Task goal -
Scan the data below for the string "paved". Show every line where it turns up.

□ □ □ □ □

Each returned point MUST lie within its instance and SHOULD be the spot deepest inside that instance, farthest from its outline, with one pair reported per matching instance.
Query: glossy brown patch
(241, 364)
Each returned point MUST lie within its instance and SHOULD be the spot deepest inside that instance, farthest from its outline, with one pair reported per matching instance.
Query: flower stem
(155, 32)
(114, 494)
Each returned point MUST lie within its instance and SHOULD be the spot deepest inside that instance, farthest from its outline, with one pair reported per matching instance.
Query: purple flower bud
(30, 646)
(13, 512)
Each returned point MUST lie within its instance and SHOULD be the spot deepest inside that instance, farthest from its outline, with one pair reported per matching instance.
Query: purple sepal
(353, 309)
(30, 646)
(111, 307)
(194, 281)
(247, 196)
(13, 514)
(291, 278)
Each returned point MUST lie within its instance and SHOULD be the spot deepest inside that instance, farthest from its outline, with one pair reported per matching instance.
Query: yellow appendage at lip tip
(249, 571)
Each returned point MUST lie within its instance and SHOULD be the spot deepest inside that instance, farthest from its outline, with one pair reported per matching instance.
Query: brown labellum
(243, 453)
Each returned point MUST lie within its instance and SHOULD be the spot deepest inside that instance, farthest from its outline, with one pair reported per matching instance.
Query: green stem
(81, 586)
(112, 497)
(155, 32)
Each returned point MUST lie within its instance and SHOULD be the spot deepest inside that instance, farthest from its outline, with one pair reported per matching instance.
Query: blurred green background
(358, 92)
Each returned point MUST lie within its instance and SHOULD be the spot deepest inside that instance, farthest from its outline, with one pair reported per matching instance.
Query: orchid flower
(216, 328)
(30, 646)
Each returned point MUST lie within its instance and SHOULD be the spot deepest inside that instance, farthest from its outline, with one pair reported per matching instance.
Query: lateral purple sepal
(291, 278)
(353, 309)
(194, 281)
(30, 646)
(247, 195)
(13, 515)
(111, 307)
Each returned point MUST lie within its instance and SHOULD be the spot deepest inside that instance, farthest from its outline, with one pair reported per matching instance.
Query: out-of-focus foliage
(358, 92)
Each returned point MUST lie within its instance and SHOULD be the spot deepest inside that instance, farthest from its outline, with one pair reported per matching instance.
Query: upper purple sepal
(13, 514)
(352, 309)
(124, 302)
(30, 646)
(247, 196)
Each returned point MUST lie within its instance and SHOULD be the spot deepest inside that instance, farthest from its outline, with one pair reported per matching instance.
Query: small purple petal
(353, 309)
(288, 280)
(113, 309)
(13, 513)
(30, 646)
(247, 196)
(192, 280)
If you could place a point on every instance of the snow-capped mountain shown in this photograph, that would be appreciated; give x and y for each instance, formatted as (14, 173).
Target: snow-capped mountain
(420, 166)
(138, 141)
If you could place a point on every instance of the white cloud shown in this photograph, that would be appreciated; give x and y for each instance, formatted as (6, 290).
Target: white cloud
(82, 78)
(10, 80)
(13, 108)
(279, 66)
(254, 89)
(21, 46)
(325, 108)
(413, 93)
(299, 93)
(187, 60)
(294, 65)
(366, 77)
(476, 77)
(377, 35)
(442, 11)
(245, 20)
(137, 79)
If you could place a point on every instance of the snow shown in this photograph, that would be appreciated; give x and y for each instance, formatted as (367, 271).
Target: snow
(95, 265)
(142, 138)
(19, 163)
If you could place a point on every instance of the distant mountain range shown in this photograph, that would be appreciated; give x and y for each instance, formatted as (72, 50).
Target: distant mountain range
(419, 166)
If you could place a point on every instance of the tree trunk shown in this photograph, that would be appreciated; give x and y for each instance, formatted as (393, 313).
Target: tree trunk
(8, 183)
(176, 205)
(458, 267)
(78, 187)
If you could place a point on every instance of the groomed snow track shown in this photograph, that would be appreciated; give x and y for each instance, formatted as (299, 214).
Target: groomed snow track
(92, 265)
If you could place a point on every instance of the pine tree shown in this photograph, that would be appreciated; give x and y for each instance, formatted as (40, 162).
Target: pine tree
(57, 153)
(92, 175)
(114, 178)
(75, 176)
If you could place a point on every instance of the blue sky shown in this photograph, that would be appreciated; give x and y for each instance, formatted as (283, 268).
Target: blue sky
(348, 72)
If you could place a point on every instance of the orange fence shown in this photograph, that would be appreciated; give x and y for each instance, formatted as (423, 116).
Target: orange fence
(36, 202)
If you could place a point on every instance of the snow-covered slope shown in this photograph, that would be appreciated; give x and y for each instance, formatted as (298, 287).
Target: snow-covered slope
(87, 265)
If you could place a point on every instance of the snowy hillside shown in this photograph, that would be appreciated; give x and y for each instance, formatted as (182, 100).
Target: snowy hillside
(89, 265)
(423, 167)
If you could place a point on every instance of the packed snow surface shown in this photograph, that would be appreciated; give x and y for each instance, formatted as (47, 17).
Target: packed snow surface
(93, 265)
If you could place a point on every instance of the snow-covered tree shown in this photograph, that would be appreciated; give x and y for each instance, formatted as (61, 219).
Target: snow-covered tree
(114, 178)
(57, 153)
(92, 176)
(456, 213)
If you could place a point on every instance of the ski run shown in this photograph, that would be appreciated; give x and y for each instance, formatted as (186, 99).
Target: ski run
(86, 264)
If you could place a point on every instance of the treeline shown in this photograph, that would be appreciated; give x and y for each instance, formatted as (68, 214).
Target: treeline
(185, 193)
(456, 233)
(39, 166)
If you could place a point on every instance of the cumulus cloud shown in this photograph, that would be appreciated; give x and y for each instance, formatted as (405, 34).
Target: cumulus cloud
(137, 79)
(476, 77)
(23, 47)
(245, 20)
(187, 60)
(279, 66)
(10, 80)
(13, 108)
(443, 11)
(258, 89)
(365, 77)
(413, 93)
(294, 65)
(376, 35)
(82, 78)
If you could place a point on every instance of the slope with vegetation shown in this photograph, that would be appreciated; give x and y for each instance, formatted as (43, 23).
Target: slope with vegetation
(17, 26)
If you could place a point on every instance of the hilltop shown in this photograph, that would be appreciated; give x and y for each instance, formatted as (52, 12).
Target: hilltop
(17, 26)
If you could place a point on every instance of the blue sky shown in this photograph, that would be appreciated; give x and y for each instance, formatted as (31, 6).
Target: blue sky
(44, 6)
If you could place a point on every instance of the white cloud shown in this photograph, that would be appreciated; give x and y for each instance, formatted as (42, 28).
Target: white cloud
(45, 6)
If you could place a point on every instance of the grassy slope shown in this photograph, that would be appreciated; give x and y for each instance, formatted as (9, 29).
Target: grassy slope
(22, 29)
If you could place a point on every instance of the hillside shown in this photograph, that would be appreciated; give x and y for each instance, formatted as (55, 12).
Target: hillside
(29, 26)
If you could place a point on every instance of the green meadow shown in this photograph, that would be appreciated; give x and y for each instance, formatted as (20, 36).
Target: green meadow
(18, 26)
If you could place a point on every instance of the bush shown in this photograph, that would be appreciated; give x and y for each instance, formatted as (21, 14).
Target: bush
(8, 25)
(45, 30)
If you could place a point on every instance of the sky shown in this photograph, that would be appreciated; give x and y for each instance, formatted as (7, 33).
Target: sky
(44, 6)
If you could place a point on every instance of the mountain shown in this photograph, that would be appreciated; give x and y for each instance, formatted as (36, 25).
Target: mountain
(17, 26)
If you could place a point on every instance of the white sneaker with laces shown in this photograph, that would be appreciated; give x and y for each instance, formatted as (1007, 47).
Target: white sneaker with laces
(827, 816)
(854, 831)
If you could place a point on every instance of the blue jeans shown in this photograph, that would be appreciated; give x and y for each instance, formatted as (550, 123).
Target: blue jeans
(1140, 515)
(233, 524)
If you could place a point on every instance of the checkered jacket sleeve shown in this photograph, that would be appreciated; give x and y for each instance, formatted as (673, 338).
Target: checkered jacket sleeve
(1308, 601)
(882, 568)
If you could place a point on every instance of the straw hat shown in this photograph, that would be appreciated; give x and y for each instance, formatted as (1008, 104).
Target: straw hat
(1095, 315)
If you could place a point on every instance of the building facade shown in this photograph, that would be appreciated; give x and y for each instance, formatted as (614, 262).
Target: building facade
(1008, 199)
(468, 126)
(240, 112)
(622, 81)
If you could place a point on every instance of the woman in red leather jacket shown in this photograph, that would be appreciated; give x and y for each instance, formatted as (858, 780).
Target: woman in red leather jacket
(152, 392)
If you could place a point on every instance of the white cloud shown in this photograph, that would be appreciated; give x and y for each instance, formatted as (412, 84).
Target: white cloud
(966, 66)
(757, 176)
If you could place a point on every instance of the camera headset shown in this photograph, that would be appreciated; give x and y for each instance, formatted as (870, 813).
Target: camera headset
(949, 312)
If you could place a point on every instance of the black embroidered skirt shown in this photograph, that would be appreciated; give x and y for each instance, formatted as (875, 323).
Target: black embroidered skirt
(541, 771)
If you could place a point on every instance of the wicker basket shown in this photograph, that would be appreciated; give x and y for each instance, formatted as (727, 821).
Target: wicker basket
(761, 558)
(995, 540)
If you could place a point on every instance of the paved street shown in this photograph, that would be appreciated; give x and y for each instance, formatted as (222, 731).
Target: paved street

□ □ □ □ □

Task response -
If you could place a point on every instance of the paved street shown in this photograph, that would be appreciated; give x and y for each instance, formatted as (222, 731).
Target: paved street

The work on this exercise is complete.